**Exercise brief**. Transcribe precisely, and only, the lines beginning at the line containing "A note for the class: find the white" and ending at the final line of the material below.

**Dataset**.
_ _ _ _
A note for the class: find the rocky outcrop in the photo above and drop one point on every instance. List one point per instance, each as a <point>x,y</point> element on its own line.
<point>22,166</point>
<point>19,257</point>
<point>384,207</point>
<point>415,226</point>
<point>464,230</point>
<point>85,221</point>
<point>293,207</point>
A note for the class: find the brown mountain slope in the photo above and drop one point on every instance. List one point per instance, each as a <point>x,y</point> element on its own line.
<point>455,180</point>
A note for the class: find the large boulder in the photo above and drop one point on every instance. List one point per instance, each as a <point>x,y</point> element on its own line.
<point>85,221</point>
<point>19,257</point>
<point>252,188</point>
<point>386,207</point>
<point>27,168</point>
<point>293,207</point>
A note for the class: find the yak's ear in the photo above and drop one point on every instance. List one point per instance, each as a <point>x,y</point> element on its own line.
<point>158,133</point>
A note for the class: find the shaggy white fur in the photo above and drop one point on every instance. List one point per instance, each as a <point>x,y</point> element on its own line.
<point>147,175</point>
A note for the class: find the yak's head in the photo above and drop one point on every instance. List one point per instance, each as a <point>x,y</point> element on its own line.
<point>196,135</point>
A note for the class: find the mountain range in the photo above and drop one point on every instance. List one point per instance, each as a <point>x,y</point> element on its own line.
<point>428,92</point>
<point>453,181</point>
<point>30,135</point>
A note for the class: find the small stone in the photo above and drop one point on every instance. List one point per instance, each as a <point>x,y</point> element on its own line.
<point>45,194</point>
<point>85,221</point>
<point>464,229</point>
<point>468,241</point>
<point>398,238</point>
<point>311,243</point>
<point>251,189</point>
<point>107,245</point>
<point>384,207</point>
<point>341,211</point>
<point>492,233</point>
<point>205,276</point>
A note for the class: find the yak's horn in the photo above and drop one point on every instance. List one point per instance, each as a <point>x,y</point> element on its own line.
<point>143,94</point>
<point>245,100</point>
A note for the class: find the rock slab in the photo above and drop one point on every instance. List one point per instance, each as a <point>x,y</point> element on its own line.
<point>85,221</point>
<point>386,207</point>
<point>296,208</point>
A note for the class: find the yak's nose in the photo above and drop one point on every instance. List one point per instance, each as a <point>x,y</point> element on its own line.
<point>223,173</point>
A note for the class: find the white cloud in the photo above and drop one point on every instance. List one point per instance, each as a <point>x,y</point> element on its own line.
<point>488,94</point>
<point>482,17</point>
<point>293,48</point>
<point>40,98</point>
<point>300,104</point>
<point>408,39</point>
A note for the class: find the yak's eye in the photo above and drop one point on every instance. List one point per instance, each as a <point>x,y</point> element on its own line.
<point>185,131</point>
_ _ _ _
**Written solution**.
A note for the class: find the white cloud in the photo above and drop one point on every instance. List one point per instance, each as a <point>x,y</point> element on its own line.
<point>488,94</point>
<point>482,17</point>
<point>293,48</point>
<point>40,98</point>
<point>300,104</point>
<point>408,39</point>
A note for the class: find the yak's eye in the photo above and drop one point on every instance. List one point per instance, each as a <point>x,y</point> element on its own line.
<point>185,131</point>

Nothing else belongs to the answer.